[Text passage]
***

You would measure the voltage.

3. Apr 9, 2010

### Staff: Mentor

Measuring at the bottom side of the AC source would not show you anything with respect to ground, since there is no current flowing with the open circuit. If you measure at the top of the AC source with respect to ground, you would see the full AC voltage.

BTW, in the figure, you should try to make it a habit to come off of the ground symbol vertically with your wire, at least for a grid point or two. When it comes off horizontally like that, it's not real clear that you've connected up to the ground connection point with the wire. Just a schematic clarity tip.

4. Apr 9, 2010

### moderate

I felt that the schematic looked awkward, but decided not to do anything about it Sounds like adding the extra piece would have fixed it.

That is what I thought as well.

But, what about this: the AC source is creating a constantly changing voltage.

Consider the rising part of the sinusoidal waveform: the electric potential is becoming larger.
As the potential increases, wouldn't it be creating a flow of electrons towards the AC source (from the distant end of the wire)?

***

Records from a point labeling set
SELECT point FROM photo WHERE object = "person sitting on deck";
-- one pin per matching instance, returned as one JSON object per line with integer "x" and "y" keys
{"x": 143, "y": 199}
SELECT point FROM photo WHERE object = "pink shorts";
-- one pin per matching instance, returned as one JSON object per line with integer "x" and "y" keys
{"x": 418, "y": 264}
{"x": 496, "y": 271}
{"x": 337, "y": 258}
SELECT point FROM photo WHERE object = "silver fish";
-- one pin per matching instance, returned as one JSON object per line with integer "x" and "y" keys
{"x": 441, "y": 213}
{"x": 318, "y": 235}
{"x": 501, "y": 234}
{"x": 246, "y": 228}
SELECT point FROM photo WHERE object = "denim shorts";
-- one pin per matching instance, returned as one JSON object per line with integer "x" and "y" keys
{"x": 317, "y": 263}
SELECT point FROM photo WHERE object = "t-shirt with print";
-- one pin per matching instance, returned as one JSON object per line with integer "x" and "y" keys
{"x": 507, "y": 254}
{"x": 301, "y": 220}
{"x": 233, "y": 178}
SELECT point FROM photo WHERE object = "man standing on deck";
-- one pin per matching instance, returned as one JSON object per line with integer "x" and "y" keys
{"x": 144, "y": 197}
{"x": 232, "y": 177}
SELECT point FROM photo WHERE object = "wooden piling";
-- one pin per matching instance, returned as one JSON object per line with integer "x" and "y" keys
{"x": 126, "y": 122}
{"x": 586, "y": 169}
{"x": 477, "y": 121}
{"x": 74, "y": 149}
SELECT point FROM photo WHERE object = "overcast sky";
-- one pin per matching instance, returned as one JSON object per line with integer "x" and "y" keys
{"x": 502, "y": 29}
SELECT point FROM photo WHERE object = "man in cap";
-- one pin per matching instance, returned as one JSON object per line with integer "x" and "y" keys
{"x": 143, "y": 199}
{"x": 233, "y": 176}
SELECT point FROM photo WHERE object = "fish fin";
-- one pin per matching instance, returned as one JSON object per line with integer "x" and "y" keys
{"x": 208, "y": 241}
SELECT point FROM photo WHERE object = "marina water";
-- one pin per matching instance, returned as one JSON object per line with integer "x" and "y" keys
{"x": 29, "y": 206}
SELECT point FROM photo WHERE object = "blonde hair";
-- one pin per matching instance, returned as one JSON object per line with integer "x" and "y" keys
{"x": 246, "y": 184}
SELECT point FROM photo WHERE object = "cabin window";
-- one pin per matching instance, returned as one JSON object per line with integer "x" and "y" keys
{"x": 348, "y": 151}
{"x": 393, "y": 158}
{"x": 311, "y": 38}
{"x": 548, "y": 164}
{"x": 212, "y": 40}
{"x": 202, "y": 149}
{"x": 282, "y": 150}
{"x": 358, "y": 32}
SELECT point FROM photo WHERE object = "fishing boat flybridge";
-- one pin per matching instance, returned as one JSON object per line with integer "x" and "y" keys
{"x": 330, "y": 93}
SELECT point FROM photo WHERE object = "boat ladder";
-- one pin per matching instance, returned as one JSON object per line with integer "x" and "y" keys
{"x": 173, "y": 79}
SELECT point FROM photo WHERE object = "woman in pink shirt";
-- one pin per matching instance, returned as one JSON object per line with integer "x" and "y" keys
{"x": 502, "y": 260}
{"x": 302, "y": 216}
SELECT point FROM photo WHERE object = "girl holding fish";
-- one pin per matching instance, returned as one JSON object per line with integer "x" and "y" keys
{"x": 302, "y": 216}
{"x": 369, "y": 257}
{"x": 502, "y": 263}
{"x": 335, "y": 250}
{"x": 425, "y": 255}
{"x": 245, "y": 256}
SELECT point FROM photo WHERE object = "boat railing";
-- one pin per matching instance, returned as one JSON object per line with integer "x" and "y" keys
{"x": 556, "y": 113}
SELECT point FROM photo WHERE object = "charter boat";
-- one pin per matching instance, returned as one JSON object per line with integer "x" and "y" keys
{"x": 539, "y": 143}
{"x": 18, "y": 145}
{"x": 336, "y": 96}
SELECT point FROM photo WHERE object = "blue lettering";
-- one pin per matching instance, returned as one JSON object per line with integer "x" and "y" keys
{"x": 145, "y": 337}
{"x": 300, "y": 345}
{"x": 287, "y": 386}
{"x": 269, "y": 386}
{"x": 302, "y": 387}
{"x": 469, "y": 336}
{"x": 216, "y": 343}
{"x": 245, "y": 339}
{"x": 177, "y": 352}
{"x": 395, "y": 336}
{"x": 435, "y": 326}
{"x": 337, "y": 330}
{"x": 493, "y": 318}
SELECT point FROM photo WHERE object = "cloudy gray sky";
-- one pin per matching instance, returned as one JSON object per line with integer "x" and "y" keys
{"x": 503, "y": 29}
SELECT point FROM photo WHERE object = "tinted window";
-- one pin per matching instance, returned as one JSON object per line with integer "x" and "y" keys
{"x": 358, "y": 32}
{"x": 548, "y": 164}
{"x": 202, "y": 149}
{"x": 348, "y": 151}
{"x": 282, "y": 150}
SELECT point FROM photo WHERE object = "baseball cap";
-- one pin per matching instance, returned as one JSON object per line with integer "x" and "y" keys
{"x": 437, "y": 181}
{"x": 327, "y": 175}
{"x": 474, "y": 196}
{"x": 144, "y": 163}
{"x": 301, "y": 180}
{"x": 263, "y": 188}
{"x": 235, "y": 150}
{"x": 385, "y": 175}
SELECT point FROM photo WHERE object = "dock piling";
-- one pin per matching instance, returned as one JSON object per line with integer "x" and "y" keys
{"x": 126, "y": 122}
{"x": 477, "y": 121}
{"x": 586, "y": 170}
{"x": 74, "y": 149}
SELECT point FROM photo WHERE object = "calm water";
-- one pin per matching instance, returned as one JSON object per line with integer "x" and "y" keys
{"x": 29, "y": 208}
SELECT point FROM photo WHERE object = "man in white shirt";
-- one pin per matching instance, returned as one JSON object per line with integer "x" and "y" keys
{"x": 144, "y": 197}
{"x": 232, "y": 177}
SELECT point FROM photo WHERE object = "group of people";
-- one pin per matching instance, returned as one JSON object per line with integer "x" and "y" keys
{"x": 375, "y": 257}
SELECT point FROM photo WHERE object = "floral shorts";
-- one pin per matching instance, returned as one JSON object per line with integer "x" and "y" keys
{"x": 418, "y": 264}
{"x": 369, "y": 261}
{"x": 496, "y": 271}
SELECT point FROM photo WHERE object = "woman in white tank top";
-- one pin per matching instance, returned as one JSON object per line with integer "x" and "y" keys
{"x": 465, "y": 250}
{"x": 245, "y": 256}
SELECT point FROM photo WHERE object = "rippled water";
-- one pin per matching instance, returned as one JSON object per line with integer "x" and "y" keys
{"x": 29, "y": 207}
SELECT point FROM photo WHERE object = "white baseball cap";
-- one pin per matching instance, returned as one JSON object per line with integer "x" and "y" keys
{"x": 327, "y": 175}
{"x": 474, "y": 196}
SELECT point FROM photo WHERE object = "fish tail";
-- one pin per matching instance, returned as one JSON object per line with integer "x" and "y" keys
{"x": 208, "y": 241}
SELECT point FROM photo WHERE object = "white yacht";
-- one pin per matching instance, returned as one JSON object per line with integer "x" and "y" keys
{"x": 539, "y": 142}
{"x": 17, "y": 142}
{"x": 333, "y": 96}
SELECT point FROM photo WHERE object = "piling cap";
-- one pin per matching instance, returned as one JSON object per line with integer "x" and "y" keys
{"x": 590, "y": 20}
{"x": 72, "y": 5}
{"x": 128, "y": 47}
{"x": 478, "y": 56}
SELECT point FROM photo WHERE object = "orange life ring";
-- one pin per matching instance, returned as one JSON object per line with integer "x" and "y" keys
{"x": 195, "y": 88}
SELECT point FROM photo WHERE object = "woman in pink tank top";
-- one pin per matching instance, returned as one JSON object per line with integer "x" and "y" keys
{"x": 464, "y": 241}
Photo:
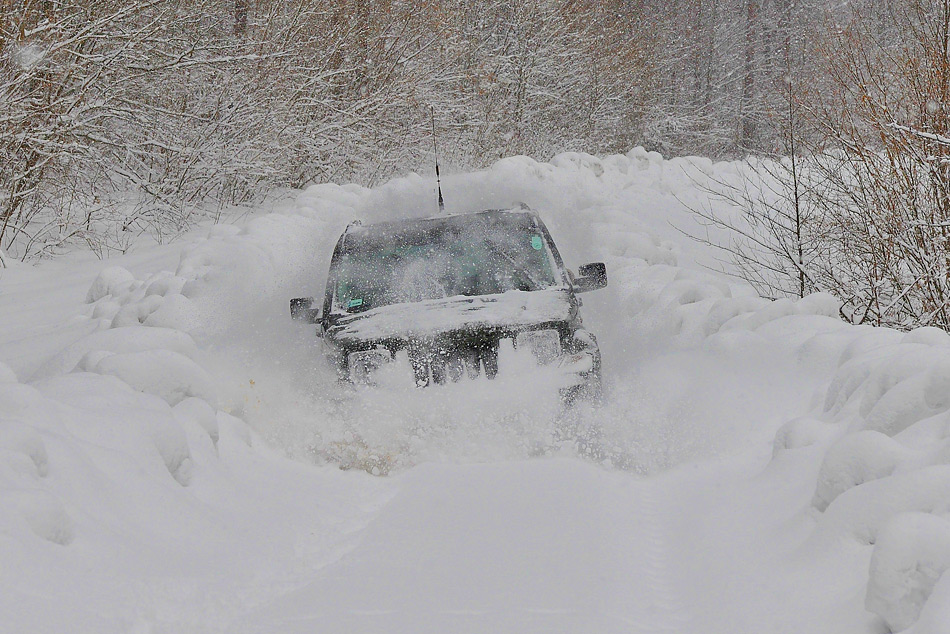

***

[Problems and tasks]
• A. Answer these questions using the forum thread on measuring AC voltage:
(i) What would you see if you measured at the top of the AC source with respect to ground?
(ii) In what direction should the wire come off the ground symbol?
(iii) Which part of the sinusoidal waveform does moderate ask to be considered?
• B. Write out the passage from the forum thread on measuring AC voltage, starting at "Consider the rising" up to and including "of the wire)?".
The records have no connection to the forum thread.

[Outputs in order]
• A.
(i) The full AC voltage.
(ii) Vertically, at least for a grid point or two.
(iii) The rising part.

• B.
Consider the rising part of the sinusoidal waveform: the electric potential is becoming larger.
As the potential increases, wouldn't it be creating a flow of electrons towards the AC source (from the distant end of the wire)?